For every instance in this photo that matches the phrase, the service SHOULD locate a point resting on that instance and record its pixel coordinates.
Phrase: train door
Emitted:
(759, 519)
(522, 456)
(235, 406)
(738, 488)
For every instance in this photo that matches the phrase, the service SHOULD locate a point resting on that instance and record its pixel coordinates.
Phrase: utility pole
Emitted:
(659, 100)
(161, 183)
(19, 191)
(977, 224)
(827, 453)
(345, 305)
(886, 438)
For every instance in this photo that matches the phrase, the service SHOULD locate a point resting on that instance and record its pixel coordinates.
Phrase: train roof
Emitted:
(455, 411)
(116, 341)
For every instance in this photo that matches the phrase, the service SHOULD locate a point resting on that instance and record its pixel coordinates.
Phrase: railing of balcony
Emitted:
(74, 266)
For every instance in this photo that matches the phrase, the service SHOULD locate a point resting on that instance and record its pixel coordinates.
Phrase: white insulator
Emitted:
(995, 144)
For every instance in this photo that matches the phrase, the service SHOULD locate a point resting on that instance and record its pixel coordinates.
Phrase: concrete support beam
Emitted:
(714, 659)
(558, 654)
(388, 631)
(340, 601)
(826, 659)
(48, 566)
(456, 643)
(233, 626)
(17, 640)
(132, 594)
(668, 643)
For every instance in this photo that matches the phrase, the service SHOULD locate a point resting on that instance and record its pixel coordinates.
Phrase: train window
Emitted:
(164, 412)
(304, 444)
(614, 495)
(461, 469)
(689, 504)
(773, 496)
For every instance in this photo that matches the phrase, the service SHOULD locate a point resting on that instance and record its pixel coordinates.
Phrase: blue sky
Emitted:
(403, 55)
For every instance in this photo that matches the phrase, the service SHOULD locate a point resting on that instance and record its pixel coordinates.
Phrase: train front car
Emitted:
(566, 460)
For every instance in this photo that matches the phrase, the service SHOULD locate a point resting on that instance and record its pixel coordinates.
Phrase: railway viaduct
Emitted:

====

--- WORK ITEM ---
Write the listing out again, exactly as shown above.

--- REPLY TO THE TASK ---
For every instance in this photo that matches the phrase, the service SHOULD locate a point resting on that instance and record its pixel coordinates.
Phrase: train door
Emitted:
(759, 519)
(522, 456)
(235, 406)
(738, 488)
For every instance in this photo that matches the phrase, the service SHOULD locate a point resting on that instance and record its pixel coordinates.
Phrase: utility pole
Emitted:
(659, 100)
(161, 183)
(19, 191)
(977, 224)
(827, 453)
(345, 305)
(886, 438)
For every instance in this photo that matches the phrase, the service SHOULD locate a point resting on that instance and record its pixel coordinates.
Phrase: train roof
Emitted:
(455, 411)
(116, 341)
For every instance in this photo that matches the phrase, the service SHOULD locate a point resting on that instance and record its pixel coordinates.
Phrase: railing of balcony
Emitted:
(74, 266)
For every instance in this photo that matches the phrase, the service SHOULD locate a point resting on that instance and record its pixel coordinates.
Phrase: white insulator
Emitted:
(995, 144)
For every instance in this photo that matches the phrase, the service SHOULD locate a point resting on that instance and record its pixel coordinates.
Phrase: concrete support beam
Emitted:
(714, 659)
(558, 654)
(388, 631)
(340, 601)
(826, 659)
(48, 566)
(456, 643)
(233, 626)
(17, 640)
(132, 594)
(668, 643)
For every instance in this photo that matches the phrase, the service SHOULD locate a point resting on that instance and record its pixel coordinates.
Phrase: train window
Emitted:
(164, 412)
(304, 444)
(614, 495)
(461, 469)
(689, 504)
(773, 496)
For every instance in this photo that matches the phrase, the service SHOULD locate a point resting on that instance and record its pixel coordinates.
Phrase: blue sky
Emitted:
(403, 55)
For every instance in this photo that matches the phrase, the service SHOULD locate a point resting on that instance and record its pixel coordinates.
Phrase: train front car
Emitted:
(566, 460)
For every instance in this photo that matches the phrase, the service SHOULD locate a point resting on that instance and record its pixel coordinates.
Phrase: railway viaduct
Emitted:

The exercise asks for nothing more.